━━━ GIVEN RECORDS ━━━

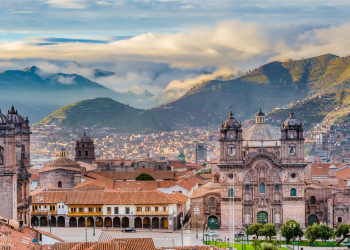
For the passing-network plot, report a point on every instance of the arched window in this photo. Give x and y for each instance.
(262, 188)
(230, 192)
(212, 202)
(293, 192)
(313, 200)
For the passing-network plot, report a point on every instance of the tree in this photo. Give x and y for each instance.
(298, 232)
(144, 177)
(268, 230)
(313, 233)
(342, 231)
(254, 229)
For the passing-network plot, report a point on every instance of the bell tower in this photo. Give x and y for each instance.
(292, 140)
(231, 141)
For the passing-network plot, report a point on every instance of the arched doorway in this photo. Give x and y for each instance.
(138, 222)
(146, 222)
(262, 218)
(108, 222)
(35, 221)
(99, 222)
(125, 222)
(213, 222)
(311, 220)
(53, 221)
(61, 222)
(72, 222)
(116, 222)
(155, 223)
(90, 222)
(164, 223)
(81, 222)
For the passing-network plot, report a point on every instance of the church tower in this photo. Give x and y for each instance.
(292, 140)
(231, 149)
(85, 149)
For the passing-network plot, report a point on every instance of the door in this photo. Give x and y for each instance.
(262, 218)
(311, 220)
(213, 222)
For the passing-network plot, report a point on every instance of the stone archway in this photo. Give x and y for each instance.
(262, 218)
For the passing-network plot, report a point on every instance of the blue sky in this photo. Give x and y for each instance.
(164, 44)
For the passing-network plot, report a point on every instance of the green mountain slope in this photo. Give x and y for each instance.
(103, 112)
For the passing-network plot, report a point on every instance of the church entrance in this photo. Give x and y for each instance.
(262, 218)
(311, 220)
(213, 222)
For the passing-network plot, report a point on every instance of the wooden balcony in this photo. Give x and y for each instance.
(43, 213)
(152, 213)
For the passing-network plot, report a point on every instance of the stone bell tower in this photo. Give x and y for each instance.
(231, 149)
(292, 140)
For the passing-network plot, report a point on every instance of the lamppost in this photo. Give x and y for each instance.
(322, 224)
(182, 237)
(39, 200)
(94, 225)
(293, 233)
(49, 214)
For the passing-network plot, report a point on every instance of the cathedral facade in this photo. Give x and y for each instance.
(14, 166)
(262, 169)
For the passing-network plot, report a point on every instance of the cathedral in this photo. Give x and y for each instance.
(262, 169)
(14, 166)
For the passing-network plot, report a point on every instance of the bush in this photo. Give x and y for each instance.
(144, 177)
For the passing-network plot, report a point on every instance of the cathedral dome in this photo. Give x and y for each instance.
(14, 117)
(3, 119)
(230, 122)
(84, 138)
(292, 121)
(262, 132)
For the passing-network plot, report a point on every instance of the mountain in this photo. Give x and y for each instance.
(37, 94)
(103, 112)
(273, 85)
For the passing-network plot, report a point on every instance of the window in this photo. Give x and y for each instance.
(292, 149)
(212, 202)
(262, 188)
(230, 192)
(231, 150)
(293, 192)
(313, 200)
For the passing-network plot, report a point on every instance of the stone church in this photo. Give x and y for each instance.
(14, 166)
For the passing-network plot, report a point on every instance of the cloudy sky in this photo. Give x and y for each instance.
(162, 45)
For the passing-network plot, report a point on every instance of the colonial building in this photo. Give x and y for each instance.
(14, 166)
(262, 169)
(85, 149)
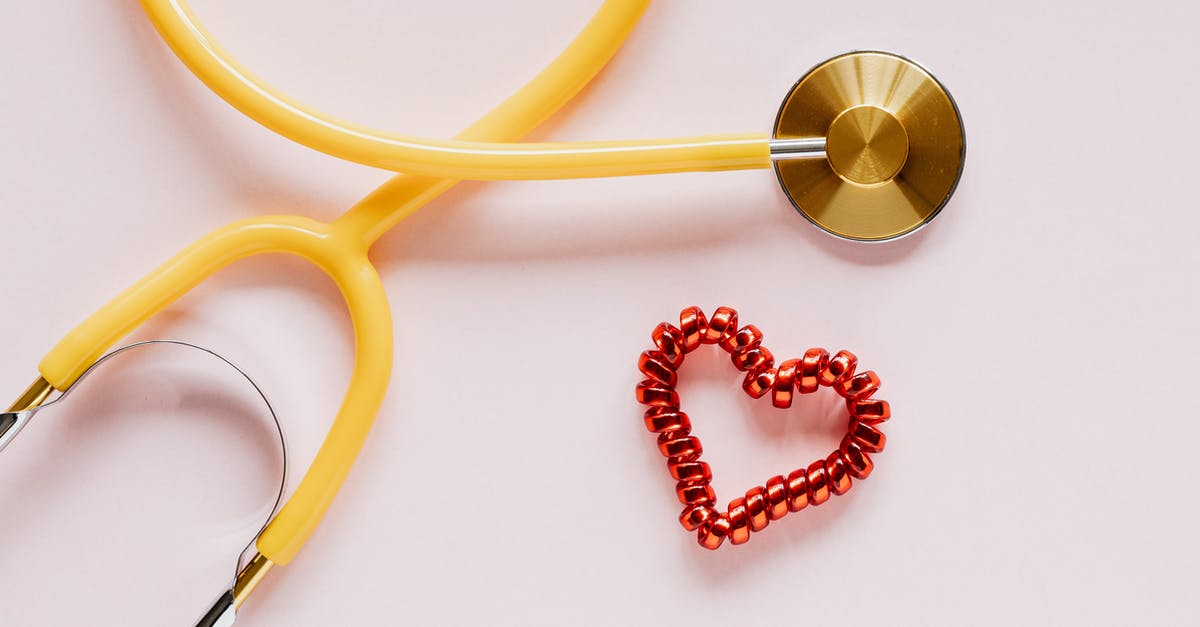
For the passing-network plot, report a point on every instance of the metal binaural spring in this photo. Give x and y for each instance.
(813, 484)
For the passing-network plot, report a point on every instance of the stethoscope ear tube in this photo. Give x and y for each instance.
(221, 614)
(223, 610)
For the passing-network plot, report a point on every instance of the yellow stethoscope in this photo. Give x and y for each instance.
(867, 145)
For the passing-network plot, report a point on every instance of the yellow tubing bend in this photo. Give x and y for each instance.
(340, 250)
(454, 159)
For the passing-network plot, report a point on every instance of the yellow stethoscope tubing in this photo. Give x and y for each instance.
(455, 159)
(340, 250)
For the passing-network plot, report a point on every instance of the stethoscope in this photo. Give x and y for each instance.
(867, 145)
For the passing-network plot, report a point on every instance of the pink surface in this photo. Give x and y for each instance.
(1036, 341)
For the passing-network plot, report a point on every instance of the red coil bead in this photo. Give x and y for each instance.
(675, 446)
(798, 490)
(868, 436)
(695, 493)
(670, 342)
(759, 382)
(723, 324)
(747, 338)
(655, 365)
(754, 359)
(713, 536)
(819, 483)
(694, 326)
(756, 508)
(861, 386)
(811, 365)
(657, 394)
(690, 471)
(659, 419)
(739, 523)
(839, 475)
(695, 517)
(813, 484)
(858, 463)
(777, 497)
(785, 383)
(870, 411)
(840, 366)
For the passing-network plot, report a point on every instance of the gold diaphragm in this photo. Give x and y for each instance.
(894, 145)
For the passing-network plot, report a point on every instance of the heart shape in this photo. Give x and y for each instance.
(813, 484)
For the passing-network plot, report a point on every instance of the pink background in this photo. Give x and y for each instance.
(1037, 341)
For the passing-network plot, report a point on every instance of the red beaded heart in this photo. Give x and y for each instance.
(811, 484)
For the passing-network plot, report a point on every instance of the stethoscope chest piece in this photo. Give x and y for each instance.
(894, 145)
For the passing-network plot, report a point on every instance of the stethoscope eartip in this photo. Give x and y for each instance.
(894, 145)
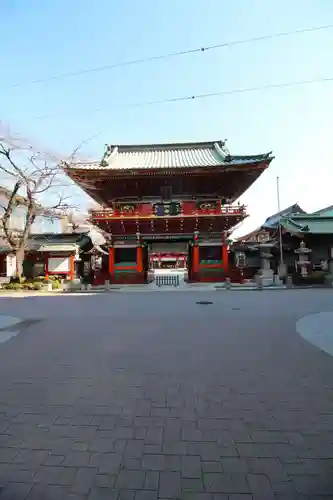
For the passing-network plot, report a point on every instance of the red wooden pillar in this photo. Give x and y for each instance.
(195, 262)
(139, 262)
(225, 258)
(111, 262)
(46, 261)
(72, 267)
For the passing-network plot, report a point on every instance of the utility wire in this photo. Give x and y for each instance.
(170, 55)
(206, 95)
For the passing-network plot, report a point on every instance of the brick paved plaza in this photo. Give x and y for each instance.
(151, 396)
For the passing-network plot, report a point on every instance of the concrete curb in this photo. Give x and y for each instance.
(7, 322)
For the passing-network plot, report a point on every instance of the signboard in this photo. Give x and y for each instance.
(59, 265)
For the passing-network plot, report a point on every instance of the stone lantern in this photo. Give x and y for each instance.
(267, 274)
(303, 259)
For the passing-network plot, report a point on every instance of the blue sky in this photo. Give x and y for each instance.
(42, 39)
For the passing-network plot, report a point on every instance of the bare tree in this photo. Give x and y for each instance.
(33, 178)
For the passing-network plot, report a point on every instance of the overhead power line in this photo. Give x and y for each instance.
(170, 55)
(206, 95)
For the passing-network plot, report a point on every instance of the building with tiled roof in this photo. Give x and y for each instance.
(179, 195)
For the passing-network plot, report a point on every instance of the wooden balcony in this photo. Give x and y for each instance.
(186, 209)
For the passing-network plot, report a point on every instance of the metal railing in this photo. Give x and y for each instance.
(167, 280)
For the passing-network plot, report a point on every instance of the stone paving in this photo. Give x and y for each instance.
(148, 397)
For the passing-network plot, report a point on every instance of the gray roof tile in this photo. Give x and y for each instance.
(200, 154)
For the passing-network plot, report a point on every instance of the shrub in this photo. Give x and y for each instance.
(13, 286)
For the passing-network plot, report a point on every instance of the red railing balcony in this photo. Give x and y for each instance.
(187, 209)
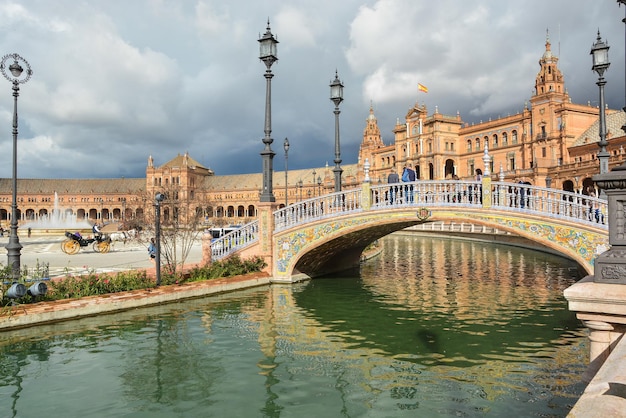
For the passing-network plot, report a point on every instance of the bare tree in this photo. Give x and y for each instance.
(180, 226)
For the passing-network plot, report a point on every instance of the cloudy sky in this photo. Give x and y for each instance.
(115, 81)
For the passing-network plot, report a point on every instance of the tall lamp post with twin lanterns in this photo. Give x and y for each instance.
(269, 56)
(158, 199)
(16, 76)
(600, 58)
(286, 147)
(336, 96)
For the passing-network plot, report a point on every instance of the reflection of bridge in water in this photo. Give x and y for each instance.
(328, 233)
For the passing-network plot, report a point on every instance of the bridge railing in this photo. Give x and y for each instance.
(427, 193)
(506, 196)
(553, 203)
(317, 208)
(235, 240)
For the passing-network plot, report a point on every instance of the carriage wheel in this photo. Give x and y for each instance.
(102, 247)
(70, 246)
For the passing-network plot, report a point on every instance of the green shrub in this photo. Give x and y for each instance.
(99, 284)
(232, 266)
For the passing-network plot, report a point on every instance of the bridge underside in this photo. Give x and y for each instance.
(335, 245)
(343, 253)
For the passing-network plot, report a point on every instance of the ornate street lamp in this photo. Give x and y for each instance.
(268, 56)
(286, 147)
(16, 76)
(336, 96)
(600, 55)
(158, 198)
(620, 2)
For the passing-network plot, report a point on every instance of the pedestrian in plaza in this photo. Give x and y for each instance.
(152, 249)
(393, 190)
(408, 175)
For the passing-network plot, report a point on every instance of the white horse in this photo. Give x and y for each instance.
(123, 235)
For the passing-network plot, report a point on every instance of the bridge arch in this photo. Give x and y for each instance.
(328, 233)
(325, 247)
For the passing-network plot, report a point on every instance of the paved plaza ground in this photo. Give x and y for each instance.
(47, 249)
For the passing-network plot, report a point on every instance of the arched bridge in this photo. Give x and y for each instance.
(329, 233)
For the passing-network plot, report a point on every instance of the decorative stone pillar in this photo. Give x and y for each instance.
(266, 233)
(486, 180)
(610, 266)
(599, 301)
(366, 194)
(207, 255)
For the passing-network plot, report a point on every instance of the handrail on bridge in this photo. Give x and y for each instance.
(515, 197)
(235, 240)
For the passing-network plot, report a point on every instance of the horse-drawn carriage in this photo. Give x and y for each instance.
(74, 241)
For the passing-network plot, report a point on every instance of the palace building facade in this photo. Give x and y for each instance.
(552, 142)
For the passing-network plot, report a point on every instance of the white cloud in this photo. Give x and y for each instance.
(123, 80)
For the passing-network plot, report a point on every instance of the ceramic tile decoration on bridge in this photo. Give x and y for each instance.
(328, 233)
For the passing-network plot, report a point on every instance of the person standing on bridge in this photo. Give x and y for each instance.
(393, 190)
(152, 249)
(408, 175)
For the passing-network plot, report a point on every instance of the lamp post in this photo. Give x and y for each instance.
(600, 58)
(620, 2)
(286, 147)
(158, 198)
(336, 96)
(16, 76)
(268, 56)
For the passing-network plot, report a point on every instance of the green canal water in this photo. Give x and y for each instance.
(429, 328)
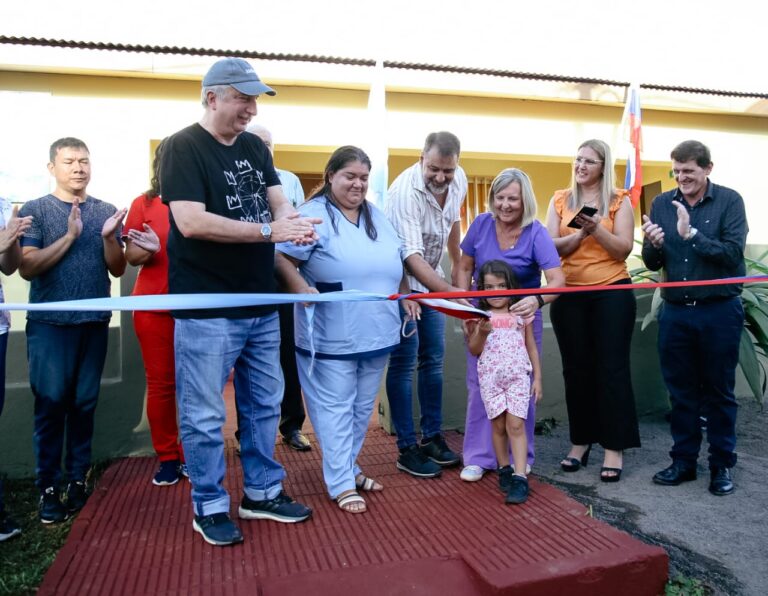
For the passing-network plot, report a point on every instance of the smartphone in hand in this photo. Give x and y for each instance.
(585, 210)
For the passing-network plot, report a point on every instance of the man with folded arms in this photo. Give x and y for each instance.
(227, 209)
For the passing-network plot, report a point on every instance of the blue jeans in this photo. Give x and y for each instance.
(206, 350)
(65, 366)
(699, 351)
(340, 397)
(428, 346)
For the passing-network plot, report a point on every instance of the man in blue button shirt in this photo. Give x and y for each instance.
(696, 232)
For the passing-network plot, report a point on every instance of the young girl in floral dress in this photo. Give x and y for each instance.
(507, 356)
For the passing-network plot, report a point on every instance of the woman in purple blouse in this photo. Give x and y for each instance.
(511, 233)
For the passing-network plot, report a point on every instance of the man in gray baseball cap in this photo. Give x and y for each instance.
(236, 73)
(227, 211)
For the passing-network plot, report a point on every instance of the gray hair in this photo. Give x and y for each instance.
(447, 143)
(507, 177)
(220, 91)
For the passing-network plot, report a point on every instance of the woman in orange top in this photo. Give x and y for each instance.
(594, 329)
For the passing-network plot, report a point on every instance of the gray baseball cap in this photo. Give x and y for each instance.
(236, 73)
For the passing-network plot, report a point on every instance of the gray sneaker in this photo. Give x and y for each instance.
(282, 508)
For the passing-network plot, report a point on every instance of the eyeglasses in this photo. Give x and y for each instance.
(588, 162)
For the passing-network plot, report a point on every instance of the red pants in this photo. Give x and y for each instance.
(155, 333)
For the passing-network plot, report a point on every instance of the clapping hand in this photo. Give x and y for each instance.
(653, 232)
(292, 228)
(146, 240)
(683, 219)
(14, 229)
(109, 227)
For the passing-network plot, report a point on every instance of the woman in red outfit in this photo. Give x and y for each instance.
(146, 236)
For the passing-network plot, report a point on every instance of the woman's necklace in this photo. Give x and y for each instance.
(507, 240)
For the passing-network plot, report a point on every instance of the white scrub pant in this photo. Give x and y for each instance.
(340, 396)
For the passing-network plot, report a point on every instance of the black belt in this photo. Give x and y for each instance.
(700, 301)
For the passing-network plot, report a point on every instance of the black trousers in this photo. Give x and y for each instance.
(699, 352)
(292, 413)
(594, 333)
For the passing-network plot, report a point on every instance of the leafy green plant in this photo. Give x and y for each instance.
(685, 586)
(753, 349)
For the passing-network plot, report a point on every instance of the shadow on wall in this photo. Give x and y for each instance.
(650, 392)
(118, 428)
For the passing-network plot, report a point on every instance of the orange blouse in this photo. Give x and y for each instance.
(590, 264)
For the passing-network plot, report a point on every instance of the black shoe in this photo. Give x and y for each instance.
(296, 440)
(51, 510)
(675, 474)
(217, 529)
(572, 464)
(518, 490)
(416, 463)
(167, 474)
(505, 478)
(282, 508)
(437, 450)
(76, 496)
(8, 527)
(720, 482)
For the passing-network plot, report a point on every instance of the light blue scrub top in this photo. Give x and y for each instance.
(348, 260)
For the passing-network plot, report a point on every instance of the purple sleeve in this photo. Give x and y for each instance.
(468, 244)
(544, 251)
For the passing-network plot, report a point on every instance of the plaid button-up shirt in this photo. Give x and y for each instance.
(423, 226)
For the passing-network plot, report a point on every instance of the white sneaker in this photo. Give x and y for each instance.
(472, 473)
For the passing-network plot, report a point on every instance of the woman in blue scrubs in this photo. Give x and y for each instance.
(342, 355)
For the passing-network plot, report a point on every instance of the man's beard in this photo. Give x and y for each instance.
(437, 190)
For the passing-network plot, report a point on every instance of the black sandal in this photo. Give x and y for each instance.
(614, 474)
(572, 464)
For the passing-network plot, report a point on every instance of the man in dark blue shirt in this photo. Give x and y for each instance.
(695, 232)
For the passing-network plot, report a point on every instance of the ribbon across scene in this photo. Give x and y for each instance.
(432, 299)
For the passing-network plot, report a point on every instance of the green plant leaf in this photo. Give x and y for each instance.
(751, 367)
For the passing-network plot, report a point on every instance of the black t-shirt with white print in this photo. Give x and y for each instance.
(232, 181)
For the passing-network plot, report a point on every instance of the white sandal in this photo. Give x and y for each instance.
(346, 501)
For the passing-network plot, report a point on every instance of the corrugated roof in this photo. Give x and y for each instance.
(350, 61)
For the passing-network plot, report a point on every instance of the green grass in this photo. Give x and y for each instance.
(685, 586)
(24, 559)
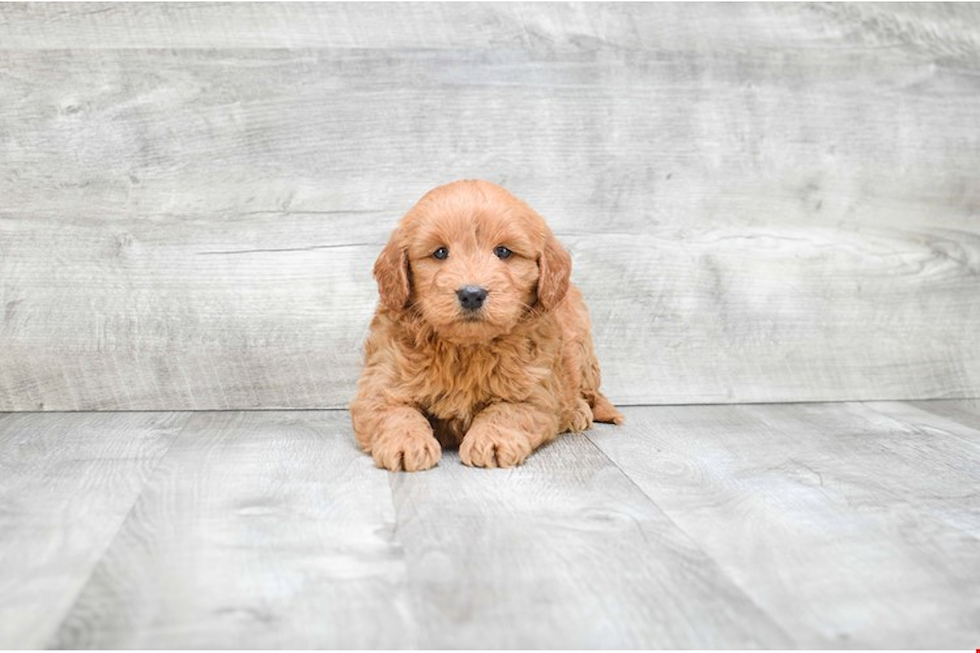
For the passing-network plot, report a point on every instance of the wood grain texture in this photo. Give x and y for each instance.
(848, 524)
(772, 526)
(259, 530)
(67, 482)
(563, 552)
(962, 411)
(765, 202)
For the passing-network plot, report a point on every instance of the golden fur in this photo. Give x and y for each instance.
(497, 384)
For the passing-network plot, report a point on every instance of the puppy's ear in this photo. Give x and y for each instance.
(391, 273)
(555, 267)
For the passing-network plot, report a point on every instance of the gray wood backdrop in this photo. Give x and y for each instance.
(765, 202)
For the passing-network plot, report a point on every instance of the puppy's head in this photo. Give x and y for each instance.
(473, 260)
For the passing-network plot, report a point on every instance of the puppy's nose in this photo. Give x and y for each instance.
(471, 297)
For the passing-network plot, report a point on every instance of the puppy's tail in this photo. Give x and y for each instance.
(604, 411)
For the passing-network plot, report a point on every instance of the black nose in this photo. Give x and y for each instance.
(471, 297)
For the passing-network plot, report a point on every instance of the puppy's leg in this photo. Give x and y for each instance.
(503, 435)
(397, 437)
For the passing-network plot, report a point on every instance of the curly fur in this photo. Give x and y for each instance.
(497, 384)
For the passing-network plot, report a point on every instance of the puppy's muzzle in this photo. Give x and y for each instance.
(471, 298)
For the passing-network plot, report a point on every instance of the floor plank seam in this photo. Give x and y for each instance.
(920, 431)
(53, 636)
(719, 569)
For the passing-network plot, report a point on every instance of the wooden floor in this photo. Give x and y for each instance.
(738, 526)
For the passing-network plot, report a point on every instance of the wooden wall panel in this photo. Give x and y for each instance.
(764, 202)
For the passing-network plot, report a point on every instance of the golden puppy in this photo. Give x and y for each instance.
(480, 340)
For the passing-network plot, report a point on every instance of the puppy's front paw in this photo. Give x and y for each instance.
(489, 446)
(410, 451)
(579, 418)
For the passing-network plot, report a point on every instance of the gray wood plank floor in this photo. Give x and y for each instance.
(741, 526)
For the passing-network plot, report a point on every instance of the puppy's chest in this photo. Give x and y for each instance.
(457, 382)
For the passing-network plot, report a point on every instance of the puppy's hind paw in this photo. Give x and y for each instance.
(410, 452)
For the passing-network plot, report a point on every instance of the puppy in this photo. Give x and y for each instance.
(480, 341)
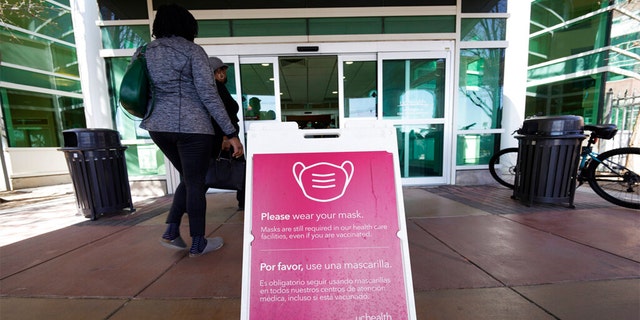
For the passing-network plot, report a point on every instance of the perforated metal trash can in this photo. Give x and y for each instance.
(97, 166)
(548, 157)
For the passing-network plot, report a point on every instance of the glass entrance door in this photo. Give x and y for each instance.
(415, 96)
(410, 90)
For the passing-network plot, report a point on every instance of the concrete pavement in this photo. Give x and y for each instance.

━━━

**REQUIRED WORK**
Please leave out the pictures while you copy exactly the lines from the one containing "the puppy in" through the end of the records.

**EXERCISE ANSWER**
For the passing-network plot, report a point on every instance of the puppy in this photo. Give x and y for each instance.
(480, 341)
For the passing-network plot, report a point on every instance of the perforated metal trash can in this photo. Give x and y for each instance.
(97, 166)
(548, 157)
For the passing-network plot, report a point on every instance of the glass entrance door in this photo. Give x and y for each instance.
(415, 96)
(410, 90)
For the passing-network plot, report a point on every instance of the concrete pavement in this photo. Give x and y for each instance.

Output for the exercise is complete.